[Start of Page text]
Section 145 of the Act ties down the AO to the accounting system
followed by the taxpayer. The AO, having accepted the accounting
system of the taxpayer in the past, cannot depart from the same,
without giving reasons for such departure.
The existence of a liability stands crystallised on the date of the
contract. It has nothing to do with the payment and valuation of
liability at a later date.

The SC Ruling
The expression any expenditure as occurring in Section 37 of the
Act, may in particular circumstances, cover an amount which is
really a loss, even though the said amount has not gone out from
the pocket of the taxpayer
Section 145 of the Act recognizes the right of a trader to adopt
either the cash system or the mercantile system of accounting. The
accounting method followed by an taxpayer continuously for a
given period of time needs to be presumed to be correct till the AO
comes to the conclusion for reasons to be given that the system
does not reflect true and correct profits.
Accounting Standard 11 stipulates effect of changes in exchange
rate vis--vis monetary items denominated in a foreign currency to
be taken into account for giving accounting treatment on the
balance sheet date.
[End of Page text]
[Start of Provided information]
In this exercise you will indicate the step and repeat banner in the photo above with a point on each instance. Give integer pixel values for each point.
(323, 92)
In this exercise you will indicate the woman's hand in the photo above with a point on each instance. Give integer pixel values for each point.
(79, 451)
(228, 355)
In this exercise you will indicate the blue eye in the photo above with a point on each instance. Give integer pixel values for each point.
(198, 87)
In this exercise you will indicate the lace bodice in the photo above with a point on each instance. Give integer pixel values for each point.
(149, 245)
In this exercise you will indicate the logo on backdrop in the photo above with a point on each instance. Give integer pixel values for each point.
[End of Provided information]
Your tasks:
A. Please reproduce the tax ruling text from "Section 145 of the Act ties" to "for such departure.".
B. Using the tax ruling text, decide whether each statement agrees with it, and give yes or no with the deciding words quoted: (i) Section 145 lets a trader choose between the cash system and the mercantile system of accounting. (ii) The existence of a liability depends on when it is paid. (iii) The AO may depart from an accounting system accepted in the past without giving reasons.

Set of answers:
A.
Section 145 of the Act ties down the AO to the accounting system
followed by the taxpayer. The AO, having accepted the accounting
system of the taxpayer in the past, cannot depart from the same,
without giving reasons for such departure.

B.
(i) Yes: "Section 145 of the Act recognizes the right of a trader to adopt either the cash system or the mercantile system of accounting."
(ii) No: "It has nothing to do with the payment and valuation of liability at a later date."
(iii) No: "cannot depart from the same, without giving reasons for such departure."